------ Excerpted records

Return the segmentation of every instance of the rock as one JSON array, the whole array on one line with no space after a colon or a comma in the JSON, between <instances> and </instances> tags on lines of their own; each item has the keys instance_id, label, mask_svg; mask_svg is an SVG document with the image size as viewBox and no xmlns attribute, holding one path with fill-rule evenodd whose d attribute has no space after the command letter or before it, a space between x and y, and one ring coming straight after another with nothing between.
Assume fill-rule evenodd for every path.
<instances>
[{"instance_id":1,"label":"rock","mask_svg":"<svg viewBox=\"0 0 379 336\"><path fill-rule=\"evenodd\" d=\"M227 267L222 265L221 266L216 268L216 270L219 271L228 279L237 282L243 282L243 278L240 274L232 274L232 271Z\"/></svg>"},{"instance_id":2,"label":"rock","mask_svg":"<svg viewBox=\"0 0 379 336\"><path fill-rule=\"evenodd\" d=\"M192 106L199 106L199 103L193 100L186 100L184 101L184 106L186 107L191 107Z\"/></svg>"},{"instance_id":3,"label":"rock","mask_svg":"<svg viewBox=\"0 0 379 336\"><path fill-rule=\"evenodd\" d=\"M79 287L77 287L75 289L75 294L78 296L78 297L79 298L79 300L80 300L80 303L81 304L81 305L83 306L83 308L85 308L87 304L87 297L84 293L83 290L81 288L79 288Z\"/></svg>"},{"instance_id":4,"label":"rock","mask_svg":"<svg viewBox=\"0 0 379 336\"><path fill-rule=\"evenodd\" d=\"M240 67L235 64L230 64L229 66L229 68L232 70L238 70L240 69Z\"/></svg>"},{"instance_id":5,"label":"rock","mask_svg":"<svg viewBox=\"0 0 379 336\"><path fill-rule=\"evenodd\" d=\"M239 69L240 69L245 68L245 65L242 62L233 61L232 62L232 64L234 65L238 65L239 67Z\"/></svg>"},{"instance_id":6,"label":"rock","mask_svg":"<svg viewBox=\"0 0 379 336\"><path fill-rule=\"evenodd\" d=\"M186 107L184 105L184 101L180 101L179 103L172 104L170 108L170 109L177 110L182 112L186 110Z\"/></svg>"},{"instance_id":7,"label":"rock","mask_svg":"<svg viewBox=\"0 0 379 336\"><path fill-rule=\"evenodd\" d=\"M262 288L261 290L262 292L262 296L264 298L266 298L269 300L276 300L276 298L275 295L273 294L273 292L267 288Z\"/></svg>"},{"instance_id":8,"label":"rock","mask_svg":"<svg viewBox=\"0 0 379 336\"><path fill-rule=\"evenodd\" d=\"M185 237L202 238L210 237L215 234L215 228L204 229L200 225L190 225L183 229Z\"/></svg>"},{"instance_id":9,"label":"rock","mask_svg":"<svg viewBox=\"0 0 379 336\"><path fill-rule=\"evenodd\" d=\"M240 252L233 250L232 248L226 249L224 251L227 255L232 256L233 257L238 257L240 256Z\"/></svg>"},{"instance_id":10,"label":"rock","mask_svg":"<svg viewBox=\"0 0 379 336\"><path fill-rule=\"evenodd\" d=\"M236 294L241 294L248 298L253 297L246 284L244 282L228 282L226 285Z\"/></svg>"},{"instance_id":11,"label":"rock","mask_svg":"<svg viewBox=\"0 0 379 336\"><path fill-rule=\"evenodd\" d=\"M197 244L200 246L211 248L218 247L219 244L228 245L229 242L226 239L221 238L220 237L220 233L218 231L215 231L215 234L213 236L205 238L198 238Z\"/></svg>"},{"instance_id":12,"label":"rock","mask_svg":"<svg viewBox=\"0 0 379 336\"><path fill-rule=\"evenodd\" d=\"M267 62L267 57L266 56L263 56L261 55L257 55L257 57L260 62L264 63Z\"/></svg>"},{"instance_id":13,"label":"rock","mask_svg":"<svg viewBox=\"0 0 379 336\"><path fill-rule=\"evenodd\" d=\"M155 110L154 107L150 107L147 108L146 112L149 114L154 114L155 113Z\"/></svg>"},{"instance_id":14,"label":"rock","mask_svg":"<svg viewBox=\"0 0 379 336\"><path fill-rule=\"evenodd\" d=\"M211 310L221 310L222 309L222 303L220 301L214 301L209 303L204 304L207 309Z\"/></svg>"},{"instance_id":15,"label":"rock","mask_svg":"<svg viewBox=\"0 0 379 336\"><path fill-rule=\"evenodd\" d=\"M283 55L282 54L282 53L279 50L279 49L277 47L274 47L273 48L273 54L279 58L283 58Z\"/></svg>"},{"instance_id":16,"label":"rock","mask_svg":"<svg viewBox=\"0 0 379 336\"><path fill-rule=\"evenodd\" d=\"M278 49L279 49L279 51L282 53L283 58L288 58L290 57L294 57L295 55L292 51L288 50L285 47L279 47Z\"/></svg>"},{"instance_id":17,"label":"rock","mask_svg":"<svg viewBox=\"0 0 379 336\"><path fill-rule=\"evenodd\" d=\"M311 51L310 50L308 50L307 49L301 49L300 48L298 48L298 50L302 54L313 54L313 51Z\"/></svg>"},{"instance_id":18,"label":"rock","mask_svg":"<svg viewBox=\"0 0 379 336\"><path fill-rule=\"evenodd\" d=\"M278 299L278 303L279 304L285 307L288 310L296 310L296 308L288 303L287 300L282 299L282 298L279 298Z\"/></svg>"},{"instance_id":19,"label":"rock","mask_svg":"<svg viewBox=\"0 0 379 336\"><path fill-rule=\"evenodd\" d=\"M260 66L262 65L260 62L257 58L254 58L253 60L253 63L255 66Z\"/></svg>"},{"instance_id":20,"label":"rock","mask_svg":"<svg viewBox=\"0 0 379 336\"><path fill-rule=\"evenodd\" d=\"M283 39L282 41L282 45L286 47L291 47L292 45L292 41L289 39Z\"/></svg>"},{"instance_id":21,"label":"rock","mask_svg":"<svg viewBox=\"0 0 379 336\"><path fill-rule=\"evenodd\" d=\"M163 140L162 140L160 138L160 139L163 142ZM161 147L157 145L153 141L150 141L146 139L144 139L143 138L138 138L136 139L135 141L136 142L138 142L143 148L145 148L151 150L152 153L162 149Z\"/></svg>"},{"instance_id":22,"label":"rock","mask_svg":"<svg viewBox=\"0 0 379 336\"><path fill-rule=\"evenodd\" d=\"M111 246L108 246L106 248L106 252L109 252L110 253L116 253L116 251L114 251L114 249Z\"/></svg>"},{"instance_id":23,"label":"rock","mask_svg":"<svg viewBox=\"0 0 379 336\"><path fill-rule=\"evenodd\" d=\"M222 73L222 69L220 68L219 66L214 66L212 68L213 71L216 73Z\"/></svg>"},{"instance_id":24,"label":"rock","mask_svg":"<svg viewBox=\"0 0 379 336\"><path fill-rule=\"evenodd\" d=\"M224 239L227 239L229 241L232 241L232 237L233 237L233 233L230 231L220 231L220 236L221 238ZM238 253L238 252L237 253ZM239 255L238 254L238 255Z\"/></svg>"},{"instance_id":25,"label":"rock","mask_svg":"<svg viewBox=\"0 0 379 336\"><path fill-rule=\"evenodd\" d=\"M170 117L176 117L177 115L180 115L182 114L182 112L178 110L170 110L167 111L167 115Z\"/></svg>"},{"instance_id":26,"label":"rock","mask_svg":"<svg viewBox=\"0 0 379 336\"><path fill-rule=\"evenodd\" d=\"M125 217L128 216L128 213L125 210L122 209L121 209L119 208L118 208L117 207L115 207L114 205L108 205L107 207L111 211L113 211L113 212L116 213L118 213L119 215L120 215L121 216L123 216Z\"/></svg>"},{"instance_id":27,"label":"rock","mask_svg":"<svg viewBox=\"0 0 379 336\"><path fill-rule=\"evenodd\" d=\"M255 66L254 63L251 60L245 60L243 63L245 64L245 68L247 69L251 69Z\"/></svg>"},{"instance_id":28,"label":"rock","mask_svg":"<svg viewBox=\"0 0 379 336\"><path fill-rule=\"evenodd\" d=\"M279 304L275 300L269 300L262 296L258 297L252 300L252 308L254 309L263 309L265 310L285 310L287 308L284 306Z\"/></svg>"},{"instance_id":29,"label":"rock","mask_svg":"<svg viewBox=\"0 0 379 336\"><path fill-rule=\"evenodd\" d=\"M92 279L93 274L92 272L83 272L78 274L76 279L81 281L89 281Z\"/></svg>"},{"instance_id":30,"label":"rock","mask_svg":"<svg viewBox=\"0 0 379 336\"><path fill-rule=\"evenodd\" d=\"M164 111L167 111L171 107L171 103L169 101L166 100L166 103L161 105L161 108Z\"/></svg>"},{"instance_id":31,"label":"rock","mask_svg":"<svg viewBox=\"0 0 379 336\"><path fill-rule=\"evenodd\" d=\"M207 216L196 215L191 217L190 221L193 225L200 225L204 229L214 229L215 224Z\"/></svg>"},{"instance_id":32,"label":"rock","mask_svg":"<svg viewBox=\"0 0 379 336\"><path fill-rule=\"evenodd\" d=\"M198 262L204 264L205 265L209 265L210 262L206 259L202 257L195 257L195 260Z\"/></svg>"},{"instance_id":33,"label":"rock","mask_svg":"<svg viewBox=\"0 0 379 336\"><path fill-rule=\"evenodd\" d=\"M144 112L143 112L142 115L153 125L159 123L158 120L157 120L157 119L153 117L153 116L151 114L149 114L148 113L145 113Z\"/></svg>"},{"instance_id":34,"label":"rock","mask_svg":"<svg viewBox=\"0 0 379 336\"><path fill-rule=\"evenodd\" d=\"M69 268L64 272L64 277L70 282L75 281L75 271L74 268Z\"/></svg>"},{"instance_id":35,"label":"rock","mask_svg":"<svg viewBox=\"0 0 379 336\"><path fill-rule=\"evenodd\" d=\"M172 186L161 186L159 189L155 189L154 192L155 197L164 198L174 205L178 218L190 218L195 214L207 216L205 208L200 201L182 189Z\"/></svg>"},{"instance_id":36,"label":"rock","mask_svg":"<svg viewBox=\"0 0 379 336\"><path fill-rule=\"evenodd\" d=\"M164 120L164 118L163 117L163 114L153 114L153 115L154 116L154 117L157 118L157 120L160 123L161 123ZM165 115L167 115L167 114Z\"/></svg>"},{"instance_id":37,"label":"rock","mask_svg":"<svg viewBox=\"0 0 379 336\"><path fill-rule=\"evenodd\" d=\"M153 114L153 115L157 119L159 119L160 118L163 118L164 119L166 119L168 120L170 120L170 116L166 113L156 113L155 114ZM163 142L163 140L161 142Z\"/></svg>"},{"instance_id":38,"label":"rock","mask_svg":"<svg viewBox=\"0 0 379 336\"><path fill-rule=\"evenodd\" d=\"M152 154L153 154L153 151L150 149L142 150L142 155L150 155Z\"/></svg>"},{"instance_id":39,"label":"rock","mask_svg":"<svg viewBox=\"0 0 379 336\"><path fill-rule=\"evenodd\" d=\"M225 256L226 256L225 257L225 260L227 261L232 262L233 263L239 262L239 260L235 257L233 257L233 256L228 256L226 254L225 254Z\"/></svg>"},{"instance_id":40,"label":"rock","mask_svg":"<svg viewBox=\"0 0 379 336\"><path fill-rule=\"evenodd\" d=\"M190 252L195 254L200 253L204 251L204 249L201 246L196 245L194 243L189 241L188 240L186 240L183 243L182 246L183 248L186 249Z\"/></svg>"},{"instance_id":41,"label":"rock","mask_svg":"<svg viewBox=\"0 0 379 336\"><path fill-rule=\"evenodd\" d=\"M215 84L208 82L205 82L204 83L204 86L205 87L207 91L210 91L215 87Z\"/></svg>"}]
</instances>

------------

◆ **Aim**
Which of the lines above contain the string "instances"? Copy out each of them in full.

◆ **Solution for this exercise**
Return the segmentation of every instance of the rock as one JSON array, the whole array on one line with no space after a colon or a comma in the JSON, between <instances> and </instances> tags on lines of their own; each item has the keys instance_id, label, mask_svg; mask_svg is an SVG document with the image size as viewBox and no xmlns attribute, holding one path with fill-rule evenodd whose d attribute has no space after the command letter or before it, a space between x and y, and one ring coming straight after another with nothing between.
<instances>
</instances>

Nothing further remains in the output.